Desafio educacional em discussão

Entre 28 de março e 1º de abril aconteceu a Conferência Nacional de Educação, em Brasília. Discutiu a construção do Plano Nacional de Educação (PNE). Questão central para a consolidação de um projeto desenvolvimentista e o exercício da cidadania, a educação é tema antigo na formação do país. O debate deste final de governo Lula teve contornos novos no tratamento de velhos problemas.

Cecília, gigante como poetisa e educadora

Os cerca de 3 mil delegados de todo o país abordaram inúmeros aspectos da educação, desde a pré-escola até a pós-graduação. Entre as necessidades dos alunos foram citados o horário especial e reduzido, livros adequados à idade dos alunos, merenda reforçada e formação de professores para a educação de jovens e adultos. A colaboração entre municípios, estados e o governo federal foi apontada como necessária para a formação e valorização dos profissionais do magistério. Planos de carreira distintos em estados e municípios, salários diferenciados e diversas maneiras de contratação de profissionais são considerados empecilhos à formação e valorização dos trabalhadores do setor.

Linhas fornecidas>
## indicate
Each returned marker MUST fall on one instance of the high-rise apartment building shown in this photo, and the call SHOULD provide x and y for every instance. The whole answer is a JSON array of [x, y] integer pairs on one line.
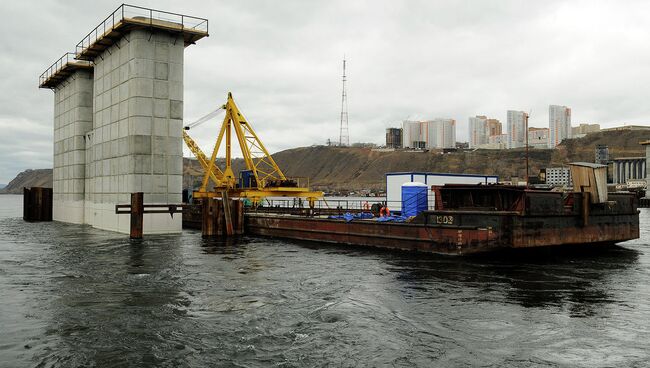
[[481, 129], [394, 137], [477, 131], [538, 137], [494, 127], [559, 124], [438, 133], [517, 121]]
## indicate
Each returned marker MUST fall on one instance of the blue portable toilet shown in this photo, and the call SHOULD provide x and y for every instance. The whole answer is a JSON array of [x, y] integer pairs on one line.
[[414, 198]]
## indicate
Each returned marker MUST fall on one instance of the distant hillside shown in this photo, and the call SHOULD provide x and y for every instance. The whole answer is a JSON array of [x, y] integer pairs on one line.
[[345, 168], [29, 178]]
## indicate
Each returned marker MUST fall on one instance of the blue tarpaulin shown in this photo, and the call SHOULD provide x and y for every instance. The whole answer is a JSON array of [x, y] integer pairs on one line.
[[349, 216], [392, 219]]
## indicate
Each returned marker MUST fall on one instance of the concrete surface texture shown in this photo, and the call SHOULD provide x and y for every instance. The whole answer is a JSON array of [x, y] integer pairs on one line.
[[135, 144], [73, 115]]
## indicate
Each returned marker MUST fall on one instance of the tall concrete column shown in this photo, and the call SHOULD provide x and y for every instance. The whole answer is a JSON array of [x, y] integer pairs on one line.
[[136, 143], [118, 118], [72, 83]]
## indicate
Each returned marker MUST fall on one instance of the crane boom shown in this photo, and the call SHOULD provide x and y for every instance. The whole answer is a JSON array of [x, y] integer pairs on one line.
[[266, 178], [215, 174]]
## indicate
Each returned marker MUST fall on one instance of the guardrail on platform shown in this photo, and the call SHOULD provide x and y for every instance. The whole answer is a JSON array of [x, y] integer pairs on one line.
[[126, 11], [68, 57]]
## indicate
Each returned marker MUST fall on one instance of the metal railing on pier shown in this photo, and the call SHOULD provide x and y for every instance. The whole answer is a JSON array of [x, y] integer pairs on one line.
[[132, 12]]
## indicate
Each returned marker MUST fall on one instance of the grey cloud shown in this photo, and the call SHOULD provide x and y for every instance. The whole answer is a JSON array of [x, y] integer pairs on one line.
[[282, 61]]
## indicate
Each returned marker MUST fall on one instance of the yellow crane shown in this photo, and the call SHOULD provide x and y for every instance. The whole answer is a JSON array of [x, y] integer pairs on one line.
[[262, 177]]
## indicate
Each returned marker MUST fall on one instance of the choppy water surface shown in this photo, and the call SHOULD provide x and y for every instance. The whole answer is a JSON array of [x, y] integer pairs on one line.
[[75, 296]]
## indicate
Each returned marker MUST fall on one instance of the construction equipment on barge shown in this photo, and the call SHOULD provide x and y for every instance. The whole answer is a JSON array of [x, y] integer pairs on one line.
[[262, 177]]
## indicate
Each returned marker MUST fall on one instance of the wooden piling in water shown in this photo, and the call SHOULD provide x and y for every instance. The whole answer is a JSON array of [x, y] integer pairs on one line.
[[137, 214], [222, 217], [227, 212]]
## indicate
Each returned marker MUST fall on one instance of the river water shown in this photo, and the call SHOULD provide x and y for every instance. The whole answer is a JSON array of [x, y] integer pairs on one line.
[[75, 296]]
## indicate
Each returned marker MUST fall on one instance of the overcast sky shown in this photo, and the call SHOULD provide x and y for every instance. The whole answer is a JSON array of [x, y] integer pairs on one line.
[[406, 59]]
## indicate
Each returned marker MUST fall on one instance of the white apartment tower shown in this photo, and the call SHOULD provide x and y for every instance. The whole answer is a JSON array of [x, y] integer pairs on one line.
[[438, 133], [516, 128], [559, 124], [478, 131]]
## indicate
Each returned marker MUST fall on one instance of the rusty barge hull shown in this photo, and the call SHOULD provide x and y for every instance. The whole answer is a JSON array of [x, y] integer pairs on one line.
[[496, 231]]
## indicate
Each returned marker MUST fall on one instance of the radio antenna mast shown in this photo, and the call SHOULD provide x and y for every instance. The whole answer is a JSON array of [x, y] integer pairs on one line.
[[344, 135]]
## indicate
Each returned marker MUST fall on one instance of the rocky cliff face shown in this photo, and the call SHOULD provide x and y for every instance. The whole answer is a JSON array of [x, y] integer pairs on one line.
[[344, 168], [29, 178]]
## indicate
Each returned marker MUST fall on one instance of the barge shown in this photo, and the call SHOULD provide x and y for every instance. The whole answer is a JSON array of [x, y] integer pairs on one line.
[[471, 219], [464, 218]]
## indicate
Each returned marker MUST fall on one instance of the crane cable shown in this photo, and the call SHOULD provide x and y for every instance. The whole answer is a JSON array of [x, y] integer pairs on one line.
[[204, 119]]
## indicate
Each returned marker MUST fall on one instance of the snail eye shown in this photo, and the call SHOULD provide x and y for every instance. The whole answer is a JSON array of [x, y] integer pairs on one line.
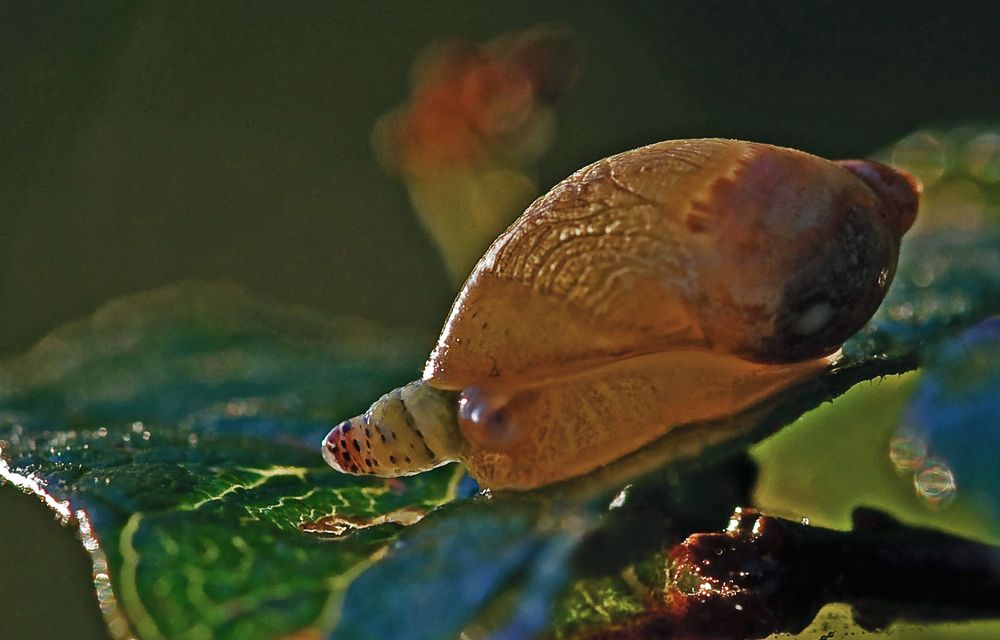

Exercícios>
(a) No trecho sobre a conferência de educação, quantos delegados participaram do encontro?
(b) Continue o trecho sobre a conferência de educação a partir da última frase.
As linhas não têm nada a ver com o trecho sobre a conferência de educação.

Respostas>
(a) Cerca de 3 mil delegados de todo o país.

(b)
A primeira vez que a educação foi tema de discussões nacionais, na busca de torná-la acessível ao maior número possível de brasileiros, foi logo após a Revolução de 1930. Nesse ano, foi criado o Ministério da Educação e Saúde Pública e, em 1931, o governo provisório organizou o ensino secundário e as universidades brasileiras ainda inexistentes. Os decretos que determinavam as medidas educacionais ficaram conhecidos como "Reforma Francisco Campos". Em 1932, um grupo de educadores, como Cecília Meireles e Anísio Teixeira, e de pessoas envolvidas com o tema, como Júlio de Mesquita Filho e Roquete Pinto, assinaram o documento “A reconstrução educacional no Brasil – ao povo e ao governo”. Nele, afirmavam que a laicidade, a gratuidade, a obrigatoriedade e a coeducação são alguns dos “princípios em que assenta a escola unificada e que decorrem tanto da subordinação à finalidade biológica da educação de todos os fins particulares e parciais (de classes, grupos ou crenças), como do reconhecimento do direito biológico que cada ser humano tem à educação”.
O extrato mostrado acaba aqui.